Input data:
# # # #

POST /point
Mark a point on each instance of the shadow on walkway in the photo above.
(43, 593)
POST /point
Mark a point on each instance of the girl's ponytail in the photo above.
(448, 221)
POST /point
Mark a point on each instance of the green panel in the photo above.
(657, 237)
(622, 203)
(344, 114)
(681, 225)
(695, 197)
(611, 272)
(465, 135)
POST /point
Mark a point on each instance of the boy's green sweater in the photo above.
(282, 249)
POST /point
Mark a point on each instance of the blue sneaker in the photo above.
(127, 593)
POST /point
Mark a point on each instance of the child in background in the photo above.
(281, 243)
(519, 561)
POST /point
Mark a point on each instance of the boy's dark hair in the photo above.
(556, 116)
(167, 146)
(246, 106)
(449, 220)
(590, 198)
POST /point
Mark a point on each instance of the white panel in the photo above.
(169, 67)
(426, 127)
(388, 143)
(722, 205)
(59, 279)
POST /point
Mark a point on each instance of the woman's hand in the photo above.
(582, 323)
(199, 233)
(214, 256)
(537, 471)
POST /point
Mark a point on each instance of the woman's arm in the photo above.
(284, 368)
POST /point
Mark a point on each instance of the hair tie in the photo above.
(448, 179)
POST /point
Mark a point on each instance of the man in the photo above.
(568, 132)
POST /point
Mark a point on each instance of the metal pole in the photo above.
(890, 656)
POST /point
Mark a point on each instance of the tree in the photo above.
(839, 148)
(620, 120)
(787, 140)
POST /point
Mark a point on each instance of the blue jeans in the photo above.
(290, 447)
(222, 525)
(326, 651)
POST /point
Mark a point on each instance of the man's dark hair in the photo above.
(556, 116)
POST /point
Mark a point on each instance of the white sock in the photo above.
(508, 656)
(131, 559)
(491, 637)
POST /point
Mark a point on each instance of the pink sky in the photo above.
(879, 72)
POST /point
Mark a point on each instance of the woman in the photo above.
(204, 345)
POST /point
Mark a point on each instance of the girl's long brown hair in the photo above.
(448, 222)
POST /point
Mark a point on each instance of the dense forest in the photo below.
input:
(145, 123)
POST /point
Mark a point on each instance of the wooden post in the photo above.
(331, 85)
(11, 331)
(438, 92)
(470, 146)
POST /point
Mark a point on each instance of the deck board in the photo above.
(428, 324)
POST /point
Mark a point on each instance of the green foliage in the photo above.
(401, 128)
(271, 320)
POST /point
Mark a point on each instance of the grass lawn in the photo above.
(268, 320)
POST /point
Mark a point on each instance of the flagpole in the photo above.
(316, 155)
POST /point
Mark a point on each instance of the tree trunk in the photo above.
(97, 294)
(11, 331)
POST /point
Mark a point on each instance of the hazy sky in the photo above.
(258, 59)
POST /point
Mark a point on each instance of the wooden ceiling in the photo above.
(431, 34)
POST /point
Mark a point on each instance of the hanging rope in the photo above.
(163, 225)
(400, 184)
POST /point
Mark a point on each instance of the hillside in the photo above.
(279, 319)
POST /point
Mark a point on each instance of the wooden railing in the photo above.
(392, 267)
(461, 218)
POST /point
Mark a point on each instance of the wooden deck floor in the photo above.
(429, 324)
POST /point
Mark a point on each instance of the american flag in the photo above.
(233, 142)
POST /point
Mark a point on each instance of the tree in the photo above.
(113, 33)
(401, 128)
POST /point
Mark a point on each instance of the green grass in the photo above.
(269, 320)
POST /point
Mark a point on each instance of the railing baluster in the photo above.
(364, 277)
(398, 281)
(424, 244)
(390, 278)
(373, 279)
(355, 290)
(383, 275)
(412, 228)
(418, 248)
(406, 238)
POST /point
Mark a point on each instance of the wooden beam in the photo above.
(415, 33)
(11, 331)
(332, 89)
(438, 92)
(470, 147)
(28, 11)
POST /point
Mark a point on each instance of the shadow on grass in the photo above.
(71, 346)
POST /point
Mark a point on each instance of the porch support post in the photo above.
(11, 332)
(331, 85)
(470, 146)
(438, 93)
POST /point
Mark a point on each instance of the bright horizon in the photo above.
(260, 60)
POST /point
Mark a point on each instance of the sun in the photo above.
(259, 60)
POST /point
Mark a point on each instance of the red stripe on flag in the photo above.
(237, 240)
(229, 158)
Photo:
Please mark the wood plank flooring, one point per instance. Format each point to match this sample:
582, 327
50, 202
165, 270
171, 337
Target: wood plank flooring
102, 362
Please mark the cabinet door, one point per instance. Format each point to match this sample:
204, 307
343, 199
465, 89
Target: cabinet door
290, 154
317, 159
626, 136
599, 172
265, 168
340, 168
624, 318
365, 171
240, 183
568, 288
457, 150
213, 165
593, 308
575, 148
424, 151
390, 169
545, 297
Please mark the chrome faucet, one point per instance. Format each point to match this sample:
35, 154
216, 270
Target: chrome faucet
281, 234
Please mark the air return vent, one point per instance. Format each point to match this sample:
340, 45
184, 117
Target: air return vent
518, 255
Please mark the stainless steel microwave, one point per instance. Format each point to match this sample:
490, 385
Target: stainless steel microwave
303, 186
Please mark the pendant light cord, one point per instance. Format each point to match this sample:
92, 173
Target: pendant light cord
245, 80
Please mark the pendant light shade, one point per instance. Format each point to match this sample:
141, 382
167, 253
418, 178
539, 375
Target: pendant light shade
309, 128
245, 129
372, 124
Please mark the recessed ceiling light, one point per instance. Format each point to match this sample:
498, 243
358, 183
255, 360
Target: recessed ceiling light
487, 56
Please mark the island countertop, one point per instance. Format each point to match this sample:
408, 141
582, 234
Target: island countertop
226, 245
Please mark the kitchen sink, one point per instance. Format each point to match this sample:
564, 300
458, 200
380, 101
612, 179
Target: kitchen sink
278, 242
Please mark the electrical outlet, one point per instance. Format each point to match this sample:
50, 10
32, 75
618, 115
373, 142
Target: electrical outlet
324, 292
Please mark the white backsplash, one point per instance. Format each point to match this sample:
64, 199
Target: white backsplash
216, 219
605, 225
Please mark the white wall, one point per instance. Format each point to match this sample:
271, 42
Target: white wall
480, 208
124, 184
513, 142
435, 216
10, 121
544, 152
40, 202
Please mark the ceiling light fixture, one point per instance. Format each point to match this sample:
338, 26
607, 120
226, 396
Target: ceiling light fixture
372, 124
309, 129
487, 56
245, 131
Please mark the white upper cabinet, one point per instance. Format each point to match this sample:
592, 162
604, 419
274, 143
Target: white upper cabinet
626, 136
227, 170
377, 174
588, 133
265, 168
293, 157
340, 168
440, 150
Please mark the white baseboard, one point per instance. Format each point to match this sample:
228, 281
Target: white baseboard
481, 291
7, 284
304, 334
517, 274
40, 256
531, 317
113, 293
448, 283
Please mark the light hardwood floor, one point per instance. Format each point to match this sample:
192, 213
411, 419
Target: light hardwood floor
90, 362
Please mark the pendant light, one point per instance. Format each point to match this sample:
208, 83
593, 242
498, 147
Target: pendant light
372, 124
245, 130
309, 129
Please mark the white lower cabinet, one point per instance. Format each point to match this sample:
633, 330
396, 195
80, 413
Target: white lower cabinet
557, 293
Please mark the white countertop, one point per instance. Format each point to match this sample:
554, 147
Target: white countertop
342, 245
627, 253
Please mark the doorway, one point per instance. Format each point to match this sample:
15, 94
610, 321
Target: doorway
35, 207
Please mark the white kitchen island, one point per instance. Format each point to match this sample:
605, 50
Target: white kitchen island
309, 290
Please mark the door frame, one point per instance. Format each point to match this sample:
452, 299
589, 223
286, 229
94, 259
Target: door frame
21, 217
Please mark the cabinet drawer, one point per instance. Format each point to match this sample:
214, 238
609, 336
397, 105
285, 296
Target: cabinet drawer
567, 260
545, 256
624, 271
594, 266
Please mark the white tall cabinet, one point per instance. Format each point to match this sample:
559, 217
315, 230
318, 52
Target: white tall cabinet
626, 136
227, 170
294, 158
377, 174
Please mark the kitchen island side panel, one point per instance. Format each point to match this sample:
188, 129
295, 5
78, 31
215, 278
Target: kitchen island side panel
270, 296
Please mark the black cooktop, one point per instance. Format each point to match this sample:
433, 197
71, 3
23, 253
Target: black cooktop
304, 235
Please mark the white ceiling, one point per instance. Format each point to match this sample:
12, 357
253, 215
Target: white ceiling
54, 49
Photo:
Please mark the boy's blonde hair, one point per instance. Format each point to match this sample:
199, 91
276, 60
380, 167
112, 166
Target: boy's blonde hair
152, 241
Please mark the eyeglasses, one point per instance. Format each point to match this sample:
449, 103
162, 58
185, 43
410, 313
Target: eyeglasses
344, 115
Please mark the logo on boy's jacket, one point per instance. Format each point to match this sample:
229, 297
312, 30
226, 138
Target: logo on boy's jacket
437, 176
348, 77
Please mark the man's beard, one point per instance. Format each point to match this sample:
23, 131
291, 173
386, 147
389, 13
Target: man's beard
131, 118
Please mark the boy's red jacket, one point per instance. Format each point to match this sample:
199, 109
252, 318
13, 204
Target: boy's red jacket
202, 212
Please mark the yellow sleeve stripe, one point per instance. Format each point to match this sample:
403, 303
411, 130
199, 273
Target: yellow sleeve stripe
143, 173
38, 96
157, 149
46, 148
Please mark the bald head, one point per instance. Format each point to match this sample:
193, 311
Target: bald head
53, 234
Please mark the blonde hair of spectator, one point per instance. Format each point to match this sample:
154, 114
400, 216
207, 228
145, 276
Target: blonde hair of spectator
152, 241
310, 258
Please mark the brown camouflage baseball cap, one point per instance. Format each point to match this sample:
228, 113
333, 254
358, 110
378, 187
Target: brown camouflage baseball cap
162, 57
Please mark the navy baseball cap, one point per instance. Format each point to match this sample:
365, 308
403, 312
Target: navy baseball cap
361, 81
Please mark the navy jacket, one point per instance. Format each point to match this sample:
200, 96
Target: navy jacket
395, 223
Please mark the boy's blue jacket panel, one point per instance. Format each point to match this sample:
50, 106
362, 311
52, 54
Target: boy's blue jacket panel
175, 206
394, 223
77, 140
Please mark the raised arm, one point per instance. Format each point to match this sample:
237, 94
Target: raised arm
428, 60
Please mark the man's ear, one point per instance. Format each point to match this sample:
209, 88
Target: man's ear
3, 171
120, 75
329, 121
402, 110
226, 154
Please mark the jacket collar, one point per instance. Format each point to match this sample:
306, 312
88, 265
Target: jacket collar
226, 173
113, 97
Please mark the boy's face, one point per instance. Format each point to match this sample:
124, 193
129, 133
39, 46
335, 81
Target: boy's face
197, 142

# # # #

Problem description: Beginning at the line above with "Please mark the yellow" and finishing at the line with "Please mark the brown", return each line exactly and return nothing else.

Solved exercise:
Please mark the yellow sleeve stripe, one point per instance. Format each point to match this sample:
403, 303
411, 130
199, 273
Target: yellow sleeve stripe
143, 173
38, 96
157, 149
46, 148
Please mark the bald head, one point per instance. Format each point to match this sample:
193, 311
Target: bald head
53, 234
Please mark the blonde hair of spectator, one point per instance. Format each point to match this sample:
154, 114
400, 216
207, 228
145, 276
Target: blonde hair of spectator
152, 241
310, 258
Please mark the brown camouflage baseball cap, one point per instance. Format each point to match this sample:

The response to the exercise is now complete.